Given text:
___
I’m a big Lindsay Lohan fan. Massive, really.
I’ve got all the magazines she’s ever spread her legs for, held my own in arguments regarding her ‘acting ability,’ and even made my ex-boyfriend sit through I Know Who Killed Me. (Not the source of the break-up, though potentially.)
Obviously then, the starlet’s recent imprisonment has proven to be a deeply trying and troubling time for me. In what little free time I have between stenciling my “Free Lilo” tees for the Save Lindsay! Foundation (accreditation pending) and softly crying myself to sleep to the Confessions of a Teenage Drama Queen soundtrack, I’ve also spent some time revisiting some of my favorite cuts from Lohan’s debut album from 2004, Speak.
2004 was a very strange and sexy time in my life. And by that, I mean I was just on the brink of getting my braces off.
Smack dab in the middle of my high school experience (forgive me for outing myself as a youngin’–my mother tells me I’m very mature for my age), Speak came only a few months after what would be the life-changing release of Mean Girls, a film that simultaneously secured Lohan’s status as a teen queen sensation and provided myself and a fleet of fellow young gays with a laundry list of potent quotables for the next half century. (“SHE DOESN’T EVEN GO HERE,” “Dawn Schweitzer is a fat virgin,” etc.)
Speak is an underrated release, plump with single-worthy selections and infectious, post-Disney pop-rock stormers that cleverly mask Lilo’s single octave vocal range. Among the bunch though, there were one or two dark electro-tinged cuts that truly brought the album to the next level: “To Know Your Name” was one of them.
The song, which was penned by tween-pop production fount John Shanks (Hilary Duff, Miley Cyrus) and the annoying judge on the newer, jumped-the-shark seasons of American Idol (who sometimes also writes great songs), Kara DioGuardi, blew and continues to blow my mind (like cocaine).
Though she was still but a baby slut at the time, “To Know Your Name” is drenched in sexy. The story revolves around a mystery lover that La Lohan seeks to keep away from the prying public and those goddamn paparazzi (“Everybody wants to know our love / Everybody talks about our love”). The lyrics about privacy and love also seemed to speak to my inner gay, which was at this point in time now bursting at the seams to trip the light fantastic. Evidently, the same applied to Lindsay years later.
Apart from the somewhat obvious “rebel girl” major label tracks on Speak, the purrs and moans of “To Know Your Name” suggested much promise for Lilo to become a full-fledged electro-pop princess.
Now, as we read about the slow demise of Lindsay Lohan’s extended reign of terror–from DUI’s to questionable nail art–I thought it a good idea to reflect the better times instead: A time when the acting career was still good, and the music career was even better.
In fact, you could even call it criminally good. MUAHAHA.
No, but really…she gets to have a TV in her cell. She’s totally fine.
___
Provided information:
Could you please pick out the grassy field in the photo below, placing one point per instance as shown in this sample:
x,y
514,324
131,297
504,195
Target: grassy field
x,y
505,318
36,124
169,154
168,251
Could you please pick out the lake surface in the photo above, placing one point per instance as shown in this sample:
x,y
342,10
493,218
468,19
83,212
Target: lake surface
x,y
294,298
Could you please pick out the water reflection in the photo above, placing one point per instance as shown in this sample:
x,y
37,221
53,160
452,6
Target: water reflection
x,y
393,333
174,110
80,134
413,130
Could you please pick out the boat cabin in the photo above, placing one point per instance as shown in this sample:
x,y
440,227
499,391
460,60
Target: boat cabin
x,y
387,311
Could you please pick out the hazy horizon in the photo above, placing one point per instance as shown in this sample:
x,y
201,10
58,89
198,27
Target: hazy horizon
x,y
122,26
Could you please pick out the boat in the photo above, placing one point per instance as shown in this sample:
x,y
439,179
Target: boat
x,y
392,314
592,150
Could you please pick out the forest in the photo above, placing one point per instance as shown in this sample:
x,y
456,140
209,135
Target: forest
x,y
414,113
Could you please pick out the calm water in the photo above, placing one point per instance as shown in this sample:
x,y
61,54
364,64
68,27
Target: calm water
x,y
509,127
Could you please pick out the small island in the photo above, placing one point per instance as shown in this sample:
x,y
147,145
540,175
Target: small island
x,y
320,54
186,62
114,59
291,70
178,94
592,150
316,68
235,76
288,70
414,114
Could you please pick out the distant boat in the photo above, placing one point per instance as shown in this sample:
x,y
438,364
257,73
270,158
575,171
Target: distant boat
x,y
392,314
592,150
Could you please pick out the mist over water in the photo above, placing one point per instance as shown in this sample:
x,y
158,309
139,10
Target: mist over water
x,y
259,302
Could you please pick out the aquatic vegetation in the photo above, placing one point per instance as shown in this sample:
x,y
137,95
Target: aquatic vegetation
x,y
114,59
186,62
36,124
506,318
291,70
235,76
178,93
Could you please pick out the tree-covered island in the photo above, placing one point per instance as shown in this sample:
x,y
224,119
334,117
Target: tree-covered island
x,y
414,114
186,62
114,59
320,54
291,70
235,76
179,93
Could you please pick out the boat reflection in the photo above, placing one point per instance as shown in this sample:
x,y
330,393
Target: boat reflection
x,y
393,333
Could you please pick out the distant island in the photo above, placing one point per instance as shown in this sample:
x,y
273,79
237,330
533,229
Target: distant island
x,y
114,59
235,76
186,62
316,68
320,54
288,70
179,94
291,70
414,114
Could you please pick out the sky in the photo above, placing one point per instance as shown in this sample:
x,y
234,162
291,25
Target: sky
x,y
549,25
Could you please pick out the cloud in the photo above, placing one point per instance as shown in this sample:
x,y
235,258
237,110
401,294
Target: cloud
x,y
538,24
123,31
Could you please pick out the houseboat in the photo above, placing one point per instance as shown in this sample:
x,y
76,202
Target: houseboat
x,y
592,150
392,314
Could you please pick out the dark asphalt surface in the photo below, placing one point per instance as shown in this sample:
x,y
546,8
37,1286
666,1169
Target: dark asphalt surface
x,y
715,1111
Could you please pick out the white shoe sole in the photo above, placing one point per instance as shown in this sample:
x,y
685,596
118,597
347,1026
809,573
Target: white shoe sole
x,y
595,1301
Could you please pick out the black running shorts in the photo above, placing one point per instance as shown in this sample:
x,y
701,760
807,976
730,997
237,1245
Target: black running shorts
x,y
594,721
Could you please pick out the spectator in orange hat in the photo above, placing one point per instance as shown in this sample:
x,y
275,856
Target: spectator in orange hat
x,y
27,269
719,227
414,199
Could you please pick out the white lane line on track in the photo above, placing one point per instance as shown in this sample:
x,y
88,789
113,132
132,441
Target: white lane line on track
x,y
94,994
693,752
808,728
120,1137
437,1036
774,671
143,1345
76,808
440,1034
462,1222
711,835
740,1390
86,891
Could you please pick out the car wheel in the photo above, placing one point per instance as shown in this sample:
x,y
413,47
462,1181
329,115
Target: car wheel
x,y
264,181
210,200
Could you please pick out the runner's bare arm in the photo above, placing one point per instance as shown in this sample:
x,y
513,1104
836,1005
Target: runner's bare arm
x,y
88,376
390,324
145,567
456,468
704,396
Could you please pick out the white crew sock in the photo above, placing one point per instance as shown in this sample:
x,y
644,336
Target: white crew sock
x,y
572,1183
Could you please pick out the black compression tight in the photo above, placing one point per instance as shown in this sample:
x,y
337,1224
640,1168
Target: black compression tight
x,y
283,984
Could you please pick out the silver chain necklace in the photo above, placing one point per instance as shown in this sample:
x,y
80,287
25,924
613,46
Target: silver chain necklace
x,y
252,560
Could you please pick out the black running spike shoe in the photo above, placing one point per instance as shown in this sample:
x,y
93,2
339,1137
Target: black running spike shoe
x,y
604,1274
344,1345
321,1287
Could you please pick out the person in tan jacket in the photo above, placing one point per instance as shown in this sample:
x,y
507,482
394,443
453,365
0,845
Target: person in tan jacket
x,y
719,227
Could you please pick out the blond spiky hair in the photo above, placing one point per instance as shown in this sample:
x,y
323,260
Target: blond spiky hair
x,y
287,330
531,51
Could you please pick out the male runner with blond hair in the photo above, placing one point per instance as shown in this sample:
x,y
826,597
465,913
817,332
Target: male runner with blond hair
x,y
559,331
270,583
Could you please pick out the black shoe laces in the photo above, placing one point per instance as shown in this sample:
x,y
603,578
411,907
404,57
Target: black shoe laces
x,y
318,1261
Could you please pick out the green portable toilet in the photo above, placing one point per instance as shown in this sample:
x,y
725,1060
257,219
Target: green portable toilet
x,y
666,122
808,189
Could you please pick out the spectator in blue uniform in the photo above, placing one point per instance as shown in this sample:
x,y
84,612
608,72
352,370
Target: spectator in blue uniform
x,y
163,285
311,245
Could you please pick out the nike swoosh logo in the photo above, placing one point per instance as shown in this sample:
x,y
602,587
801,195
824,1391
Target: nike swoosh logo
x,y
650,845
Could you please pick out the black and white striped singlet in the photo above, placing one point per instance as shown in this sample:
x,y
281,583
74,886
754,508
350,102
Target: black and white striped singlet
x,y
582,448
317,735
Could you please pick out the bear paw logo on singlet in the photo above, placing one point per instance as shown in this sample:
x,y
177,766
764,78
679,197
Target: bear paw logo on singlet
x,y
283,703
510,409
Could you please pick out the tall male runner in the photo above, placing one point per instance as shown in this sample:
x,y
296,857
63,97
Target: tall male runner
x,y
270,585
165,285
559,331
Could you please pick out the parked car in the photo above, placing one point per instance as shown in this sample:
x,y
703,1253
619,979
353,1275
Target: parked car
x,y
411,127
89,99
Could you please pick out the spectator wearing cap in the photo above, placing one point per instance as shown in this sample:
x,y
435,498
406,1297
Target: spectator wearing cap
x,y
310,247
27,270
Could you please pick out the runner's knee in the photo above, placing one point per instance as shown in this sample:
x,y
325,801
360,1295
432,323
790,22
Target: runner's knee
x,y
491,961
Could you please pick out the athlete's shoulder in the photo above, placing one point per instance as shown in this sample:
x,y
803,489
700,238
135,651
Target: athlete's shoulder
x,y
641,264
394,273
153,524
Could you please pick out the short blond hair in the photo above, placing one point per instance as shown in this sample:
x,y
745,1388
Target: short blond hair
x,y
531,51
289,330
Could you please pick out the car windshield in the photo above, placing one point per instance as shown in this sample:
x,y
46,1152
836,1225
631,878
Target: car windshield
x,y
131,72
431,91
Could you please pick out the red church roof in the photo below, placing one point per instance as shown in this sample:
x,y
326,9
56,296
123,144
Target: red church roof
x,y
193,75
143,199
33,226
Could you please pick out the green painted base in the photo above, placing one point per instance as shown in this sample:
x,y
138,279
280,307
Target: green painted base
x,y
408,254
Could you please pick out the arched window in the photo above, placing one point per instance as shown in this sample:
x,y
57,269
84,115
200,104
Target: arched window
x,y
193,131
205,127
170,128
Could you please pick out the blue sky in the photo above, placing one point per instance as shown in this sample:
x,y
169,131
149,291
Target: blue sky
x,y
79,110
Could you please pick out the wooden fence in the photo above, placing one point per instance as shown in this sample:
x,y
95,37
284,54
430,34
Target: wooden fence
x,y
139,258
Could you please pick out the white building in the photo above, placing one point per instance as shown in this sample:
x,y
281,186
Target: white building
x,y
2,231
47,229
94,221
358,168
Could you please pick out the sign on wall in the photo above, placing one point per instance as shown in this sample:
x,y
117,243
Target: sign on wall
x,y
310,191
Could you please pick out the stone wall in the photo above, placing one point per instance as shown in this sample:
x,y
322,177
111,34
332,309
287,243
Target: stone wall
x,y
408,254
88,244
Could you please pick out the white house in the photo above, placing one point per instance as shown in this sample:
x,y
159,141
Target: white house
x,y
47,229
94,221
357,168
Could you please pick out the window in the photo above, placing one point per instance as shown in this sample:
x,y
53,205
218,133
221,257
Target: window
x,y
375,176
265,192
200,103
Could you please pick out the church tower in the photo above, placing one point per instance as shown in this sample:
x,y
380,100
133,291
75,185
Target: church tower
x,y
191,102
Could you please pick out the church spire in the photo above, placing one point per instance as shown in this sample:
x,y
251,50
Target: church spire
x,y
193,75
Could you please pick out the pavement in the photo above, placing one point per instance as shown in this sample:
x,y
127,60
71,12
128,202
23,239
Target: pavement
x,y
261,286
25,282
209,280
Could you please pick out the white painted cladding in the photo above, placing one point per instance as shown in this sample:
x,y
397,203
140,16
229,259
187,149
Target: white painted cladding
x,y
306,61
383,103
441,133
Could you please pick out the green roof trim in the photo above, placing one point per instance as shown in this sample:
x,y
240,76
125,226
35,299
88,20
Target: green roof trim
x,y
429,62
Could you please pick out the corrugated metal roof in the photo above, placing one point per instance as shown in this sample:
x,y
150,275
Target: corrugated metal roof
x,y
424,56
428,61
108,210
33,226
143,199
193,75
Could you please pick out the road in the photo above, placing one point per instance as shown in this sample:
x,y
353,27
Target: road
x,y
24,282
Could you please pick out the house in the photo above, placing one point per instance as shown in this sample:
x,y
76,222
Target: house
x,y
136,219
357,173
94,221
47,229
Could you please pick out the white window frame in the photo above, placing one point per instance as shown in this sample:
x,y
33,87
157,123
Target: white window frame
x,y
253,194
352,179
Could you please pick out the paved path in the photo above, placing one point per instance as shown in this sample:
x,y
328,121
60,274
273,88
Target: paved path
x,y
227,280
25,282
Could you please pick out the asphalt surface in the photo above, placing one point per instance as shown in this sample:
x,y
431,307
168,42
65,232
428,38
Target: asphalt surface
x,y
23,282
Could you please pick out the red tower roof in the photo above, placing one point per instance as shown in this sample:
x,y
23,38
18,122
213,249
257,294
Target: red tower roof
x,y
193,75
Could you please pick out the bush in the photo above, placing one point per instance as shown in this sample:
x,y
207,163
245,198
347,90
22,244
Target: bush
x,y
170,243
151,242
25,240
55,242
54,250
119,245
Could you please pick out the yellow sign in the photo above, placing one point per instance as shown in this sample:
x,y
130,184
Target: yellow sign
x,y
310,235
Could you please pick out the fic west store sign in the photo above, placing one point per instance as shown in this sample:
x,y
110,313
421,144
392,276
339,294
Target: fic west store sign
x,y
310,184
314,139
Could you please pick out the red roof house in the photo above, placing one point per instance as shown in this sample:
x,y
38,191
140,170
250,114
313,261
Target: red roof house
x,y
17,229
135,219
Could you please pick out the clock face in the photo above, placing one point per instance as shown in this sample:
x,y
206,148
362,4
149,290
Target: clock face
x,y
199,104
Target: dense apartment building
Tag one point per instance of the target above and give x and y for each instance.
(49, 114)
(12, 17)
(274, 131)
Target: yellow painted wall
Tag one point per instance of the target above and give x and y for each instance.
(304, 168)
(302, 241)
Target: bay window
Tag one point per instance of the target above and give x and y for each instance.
___
Parts of the exercise:
a. Please translate this sentence from the Lindsay Lohan piece into Spanish: "2004 was a very strange and sexy time in my life."
b. According to the Lindsay Lohan piece, who wrote the song "To Know Your Name"?

Solved problems:
a. 2004 fue una época muy extraña y sexy de mi vida.

b. John Shanks and Kara DioGuardi.